§ What the task asks:
Which lines in the records below contain the word "deck"? Report each of those lines in full.

= = = =

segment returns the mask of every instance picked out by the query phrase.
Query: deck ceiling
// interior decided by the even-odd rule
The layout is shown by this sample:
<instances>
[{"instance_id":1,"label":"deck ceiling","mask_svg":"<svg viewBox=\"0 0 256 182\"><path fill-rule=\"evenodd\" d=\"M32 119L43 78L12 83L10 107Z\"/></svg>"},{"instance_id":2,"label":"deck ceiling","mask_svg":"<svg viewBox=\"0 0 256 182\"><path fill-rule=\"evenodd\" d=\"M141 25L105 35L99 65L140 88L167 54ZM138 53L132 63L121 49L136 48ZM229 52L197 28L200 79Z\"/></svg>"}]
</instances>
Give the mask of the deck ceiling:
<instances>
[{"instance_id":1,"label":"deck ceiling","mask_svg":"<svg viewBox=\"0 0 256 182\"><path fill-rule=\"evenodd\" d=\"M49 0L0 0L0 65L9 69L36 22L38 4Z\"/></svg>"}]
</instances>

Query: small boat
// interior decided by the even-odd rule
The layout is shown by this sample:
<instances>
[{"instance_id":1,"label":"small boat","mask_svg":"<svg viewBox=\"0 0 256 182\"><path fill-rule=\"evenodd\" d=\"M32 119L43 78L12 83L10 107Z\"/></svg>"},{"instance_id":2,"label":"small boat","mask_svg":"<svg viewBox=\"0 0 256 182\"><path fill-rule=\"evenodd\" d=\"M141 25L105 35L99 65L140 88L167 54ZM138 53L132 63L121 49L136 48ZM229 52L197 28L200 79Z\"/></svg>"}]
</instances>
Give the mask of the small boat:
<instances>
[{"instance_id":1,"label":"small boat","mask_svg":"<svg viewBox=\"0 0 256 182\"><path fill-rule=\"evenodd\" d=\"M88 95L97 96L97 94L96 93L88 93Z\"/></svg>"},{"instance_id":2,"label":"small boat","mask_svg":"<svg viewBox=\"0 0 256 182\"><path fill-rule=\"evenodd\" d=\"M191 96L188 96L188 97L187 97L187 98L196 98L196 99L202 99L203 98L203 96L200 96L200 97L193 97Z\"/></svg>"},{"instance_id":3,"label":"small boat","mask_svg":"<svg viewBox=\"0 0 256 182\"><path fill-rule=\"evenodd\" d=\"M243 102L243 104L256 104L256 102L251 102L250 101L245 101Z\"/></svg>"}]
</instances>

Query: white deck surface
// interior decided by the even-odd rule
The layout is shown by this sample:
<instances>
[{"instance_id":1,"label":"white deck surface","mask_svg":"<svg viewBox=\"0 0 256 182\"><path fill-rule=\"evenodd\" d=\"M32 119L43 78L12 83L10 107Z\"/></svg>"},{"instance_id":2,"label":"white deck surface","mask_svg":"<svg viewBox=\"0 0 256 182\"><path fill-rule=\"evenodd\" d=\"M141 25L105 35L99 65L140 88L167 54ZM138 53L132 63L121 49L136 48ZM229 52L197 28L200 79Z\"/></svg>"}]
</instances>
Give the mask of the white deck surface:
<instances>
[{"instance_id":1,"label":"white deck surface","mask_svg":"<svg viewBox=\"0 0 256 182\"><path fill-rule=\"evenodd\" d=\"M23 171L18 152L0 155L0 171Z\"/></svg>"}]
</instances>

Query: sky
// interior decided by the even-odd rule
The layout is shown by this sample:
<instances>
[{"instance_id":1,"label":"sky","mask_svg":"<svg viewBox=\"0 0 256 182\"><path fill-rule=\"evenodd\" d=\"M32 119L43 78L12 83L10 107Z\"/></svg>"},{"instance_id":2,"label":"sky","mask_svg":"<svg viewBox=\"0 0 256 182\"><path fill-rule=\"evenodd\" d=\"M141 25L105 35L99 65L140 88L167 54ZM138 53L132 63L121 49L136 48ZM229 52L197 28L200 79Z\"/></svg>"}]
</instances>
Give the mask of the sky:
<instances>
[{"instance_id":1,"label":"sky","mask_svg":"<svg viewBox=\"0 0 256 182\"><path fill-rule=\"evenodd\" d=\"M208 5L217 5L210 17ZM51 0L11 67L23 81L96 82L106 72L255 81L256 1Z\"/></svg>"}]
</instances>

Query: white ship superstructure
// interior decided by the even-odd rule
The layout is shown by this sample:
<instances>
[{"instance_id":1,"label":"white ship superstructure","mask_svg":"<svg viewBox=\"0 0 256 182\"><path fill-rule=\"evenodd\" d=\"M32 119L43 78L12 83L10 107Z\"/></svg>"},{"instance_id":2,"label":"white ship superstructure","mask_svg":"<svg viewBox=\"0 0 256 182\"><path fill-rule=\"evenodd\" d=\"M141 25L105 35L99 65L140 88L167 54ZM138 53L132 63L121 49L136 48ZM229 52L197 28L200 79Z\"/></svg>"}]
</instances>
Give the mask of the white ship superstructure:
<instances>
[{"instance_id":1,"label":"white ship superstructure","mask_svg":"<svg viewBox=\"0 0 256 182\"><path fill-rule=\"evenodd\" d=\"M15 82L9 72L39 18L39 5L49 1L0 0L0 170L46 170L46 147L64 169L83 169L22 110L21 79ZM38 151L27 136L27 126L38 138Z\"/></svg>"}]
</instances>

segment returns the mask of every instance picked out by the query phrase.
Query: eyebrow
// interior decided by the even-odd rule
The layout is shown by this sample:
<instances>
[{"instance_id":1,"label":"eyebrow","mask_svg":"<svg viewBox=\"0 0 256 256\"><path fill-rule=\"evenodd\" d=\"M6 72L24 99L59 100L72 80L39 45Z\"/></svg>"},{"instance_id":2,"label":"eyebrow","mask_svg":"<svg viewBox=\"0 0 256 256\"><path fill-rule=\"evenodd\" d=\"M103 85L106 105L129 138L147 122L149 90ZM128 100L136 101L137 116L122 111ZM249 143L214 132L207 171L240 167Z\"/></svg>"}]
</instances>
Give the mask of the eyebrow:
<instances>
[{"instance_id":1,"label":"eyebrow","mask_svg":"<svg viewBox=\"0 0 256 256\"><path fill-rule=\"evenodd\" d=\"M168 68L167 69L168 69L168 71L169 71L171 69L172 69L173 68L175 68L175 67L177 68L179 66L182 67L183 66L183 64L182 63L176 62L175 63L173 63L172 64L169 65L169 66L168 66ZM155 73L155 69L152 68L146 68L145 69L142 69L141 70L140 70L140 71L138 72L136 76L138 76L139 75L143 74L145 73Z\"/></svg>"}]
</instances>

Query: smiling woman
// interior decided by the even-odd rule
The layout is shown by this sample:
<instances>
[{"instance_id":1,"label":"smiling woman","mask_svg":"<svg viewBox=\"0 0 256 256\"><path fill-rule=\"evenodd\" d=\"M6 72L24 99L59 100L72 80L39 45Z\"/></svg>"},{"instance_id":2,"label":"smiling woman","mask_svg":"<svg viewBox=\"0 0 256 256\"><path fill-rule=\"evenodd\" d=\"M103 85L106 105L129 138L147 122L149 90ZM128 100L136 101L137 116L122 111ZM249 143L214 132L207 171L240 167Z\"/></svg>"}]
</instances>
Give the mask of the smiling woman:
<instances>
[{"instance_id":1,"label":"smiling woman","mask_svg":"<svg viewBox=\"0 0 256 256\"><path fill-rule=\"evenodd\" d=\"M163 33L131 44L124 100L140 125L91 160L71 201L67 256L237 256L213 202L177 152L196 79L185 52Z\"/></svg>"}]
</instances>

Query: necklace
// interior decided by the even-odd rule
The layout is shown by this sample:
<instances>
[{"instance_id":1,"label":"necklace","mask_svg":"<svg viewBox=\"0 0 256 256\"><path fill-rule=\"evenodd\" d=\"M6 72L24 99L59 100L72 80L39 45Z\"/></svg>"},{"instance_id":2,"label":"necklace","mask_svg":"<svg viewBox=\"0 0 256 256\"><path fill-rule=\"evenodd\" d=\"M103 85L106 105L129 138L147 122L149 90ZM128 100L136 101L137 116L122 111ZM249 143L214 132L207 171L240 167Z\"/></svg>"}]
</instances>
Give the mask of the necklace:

= = = =

§ Task output:
Query: deck ceiling
[{"instance_id":1,"label":"deck ceiling","mask_svg":"<svg viewBox=\"0 0 256 182\"><path fill-rule=\"evenodd\" d=\"M32 119L43 78L12 83L10 107Z\"/></svg>"},{"instance_id":2,"label":"deck ceiling","mask_svg":"<svg viewBox=\"0 0 256 182\"><path fill-rule=\"evenodd\" d=\"M141 25L105 35L99 65L140 88L167 54ZM138 53L132 63L121 49L136 48ZM229 52L197 28L200 79Z\"/></svg>"}]
Give the mask of the deck ceiling:
[{"instance_id":1,"label":"deck ceiling","mask_svg":"<svg viewBox=\"0 0 256 182\"><path fill-rule=\"evenodd\" d=\"M49 0L0 0L0 65L9 69L36 22L38 4Z\"/></svg>"}]
Query: white deck surface
[{"instance_id":1,"label":"white deck surface","mask_svg":"<svg viewBox=\"0 0 256 182\"><path fill-rule=\"evenodd\" d=\"M32 119L43 78L12 83L10 107Z\"/></svg>"},{"instance_id":2,"label":"white deck surface","mask_svg":"<svg viewBox=\"0 0 256 182\"><path fill-rule=\"evenodd\" d=\"M141 25L105 35L99 65L140 88L167 54ZM138 53L132 63L121 49L136 48ZM229 52L197 28L200 79Z\"/></svg>"}]
Give the mask of the white deck surface:
[{"instance_id":1,"label":"white deck surface","mask_svg":"<svg viewBox=\"0 0 256 182\"><path fill-rule=\"evenodd\" d=\"M23 171L18 152L0 155L0 171Z\"/></svg>"}]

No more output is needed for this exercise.